RECORDS PROVIDED
*** Begin section ***

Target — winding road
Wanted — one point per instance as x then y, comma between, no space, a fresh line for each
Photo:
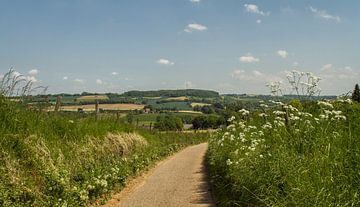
181,180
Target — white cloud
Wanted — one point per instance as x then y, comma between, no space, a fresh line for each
248,59
282,53
188,84
31,79
166,62
81,81
254,76
257,73
329,72
327,67
252,8
16,74
195,27
324,14
33,72
99,82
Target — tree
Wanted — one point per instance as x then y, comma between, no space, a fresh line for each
356,94
168,123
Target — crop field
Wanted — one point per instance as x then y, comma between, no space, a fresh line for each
176,105
91,107
93,97
55,159
180,98
289,155
199,104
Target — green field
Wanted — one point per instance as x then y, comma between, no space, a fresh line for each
71,159
289,155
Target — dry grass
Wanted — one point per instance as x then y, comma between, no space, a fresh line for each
152,98
115,144
180,98
93,97
91,107
190,112
199,104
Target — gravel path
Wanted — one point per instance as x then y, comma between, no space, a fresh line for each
178,181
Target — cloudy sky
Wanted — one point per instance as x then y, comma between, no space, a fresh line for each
232,46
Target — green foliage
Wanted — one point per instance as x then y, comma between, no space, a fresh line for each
174,93
208,122
356,94
287,157
66,159
168,123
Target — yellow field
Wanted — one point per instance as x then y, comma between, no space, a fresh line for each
190,112
93,97
180,98
157,97
91,107
199,104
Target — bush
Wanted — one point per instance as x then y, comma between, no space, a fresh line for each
288,157
168,123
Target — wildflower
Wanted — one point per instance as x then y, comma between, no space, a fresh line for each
325,104
294,118
231,119
244,112
279,123
263,115
267,126
279,113
264,106
323,116
261,133
229,162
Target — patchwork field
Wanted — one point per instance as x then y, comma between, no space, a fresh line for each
180,98
199,104
91,107
93,97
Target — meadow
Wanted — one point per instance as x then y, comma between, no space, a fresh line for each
91,107
69,159
295,154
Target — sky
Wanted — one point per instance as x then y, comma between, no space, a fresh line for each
231,46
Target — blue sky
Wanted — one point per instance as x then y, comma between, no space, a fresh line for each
231,46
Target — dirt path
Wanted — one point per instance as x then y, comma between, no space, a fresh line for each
178,181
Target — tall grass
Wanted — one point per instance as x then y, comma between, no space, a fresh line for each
55,159
287,156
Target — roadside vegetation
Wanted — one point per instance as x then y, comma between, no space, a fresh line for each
71,159
299,153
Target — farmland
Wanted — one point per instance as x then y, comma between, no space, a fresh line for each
288,155
108,107
55,159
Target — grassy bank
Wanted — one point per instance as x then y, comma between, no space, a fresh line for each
52,159
289,156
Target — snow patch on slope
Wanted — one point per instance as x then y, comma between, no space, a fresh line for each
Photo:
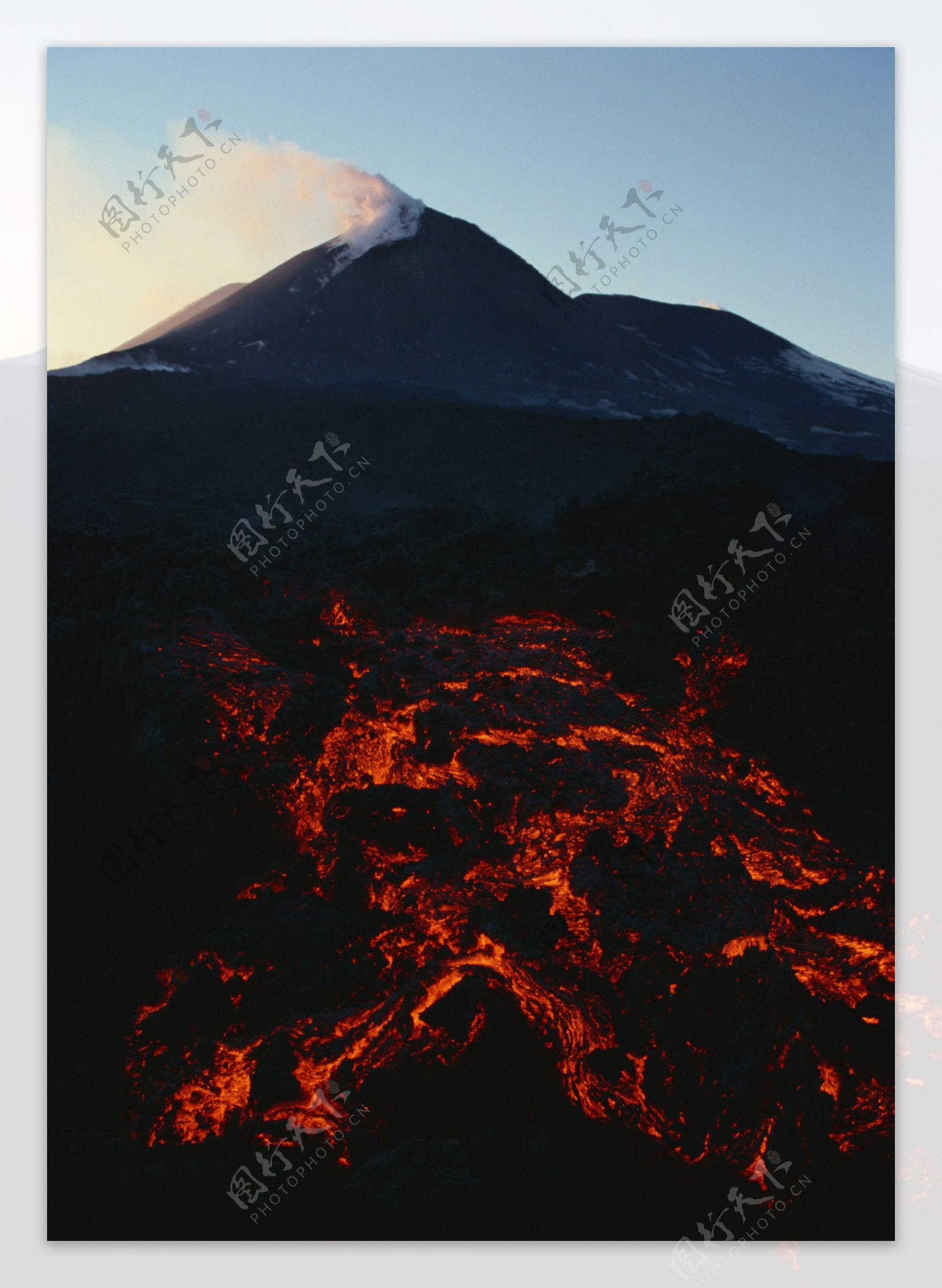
841,383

*** End section ***

TASK ITEM
Would you give the material back exactly, minus the pictures?

EXPECTED ANSWER
Target — winding road
Wanted — one point per instance as x then y, comma between, no space, a fresh line for each
Photo:
181,180
Target — white cloud
Wanted — one point per instance as x then y, comma between, no space, a fresh line for each
248,59
282,53
188,84
31,79
166,62
81,81
254,76
257,73
329,72
327,67
252,8
16,74
195,27
324,14
33,72
99,82
Target — tree
Wanted — one point per instance as x then y, comma between, no space, a fresh line for each
356,94
168,123
Target — crop field
Wanted — one point per instance as x then y, comma between, no space, a fresh line for each
176,105
91,107
93,97
55,159
180,98
289,155
199,104
Target — green field
Wanted — one point per instance as x then y, comma between, no space, a fresh line for each
71,159
289,155
Target — dry grass
Wanted — one point per instance as x then y, comma between, no space, a fresh line for each
152,98
115,144
180,98
93,97
91,107
190,112
199,104
Target — gravel path
Wanted — one point per instance as x then y, comma between, no space, a fresh line for each
178,181
Target — cloudy sky
Wanted — one point per instance as x then y, comma between, no space, a fresh line for each
232,46
Target — green foliage
Wanted — one point per instance as x then y, comma between, no space, a fresh line for each
174,93
208,122
356,94
287,157
66,159
168,123
Target — yellow field
Wanted — one point per instance as x then y, comma between, no space, a fresh line for each
190,112
93,97
180,98
157,97
91,107
199,104
Target — bush
Wanted — one point per instance as x then y, comma between, no space, a fresh line for each
288,157
168,123
Target — wildflower
Wanted — one point per instance as x then y, comma between, no space, a fresh line for each
325,104
294,118
231,119
244,112
279,123
263,115
267,126
279,113
264,106
323,116
261,133
229,162
Target — patchwork field
Wanted — one point per instance as x then y, comma between, no space, a fresh line for each
180,98
199,104
91,107
93,97
Target — meadow
Wanted — one point per instance as x then y, comma between, no space, a fresh line for each
91,107
69,159
295,154
Target — sky
Wanted — one point per instance as x then y, comma between, no space, a fresh line for each
231,46
Target — blue sky
Wanted — one point per instance as x then y, comma between, no space, a fresh line for each
231,46
Target — dirt path
Wanted — one point per instance as x then y, comma between, no space, a fresh line for each
178,181
Target — tall grass
Wanted — one point per instance as x then y, comma between, no space, a fresh line for each
55,159
287,156
Target — roadside vegetation
Wanted — one point per instance as x then y, comma between, no space, a fresh line for each
71,159
299,153
Target — farmland
Wanted — one point per instance as x then y, comma between, no space, a fresh line for each
288,155
108,107
55,159
Target — grassy bank
Wanted — one point per instance as x then y, comma between, no space, a fresh line for each
52,159
289,156
Target — snow patch on slope
Wanted — one point per instance as x then y, comma between, no space, a fresh line for each
Photo:
841,383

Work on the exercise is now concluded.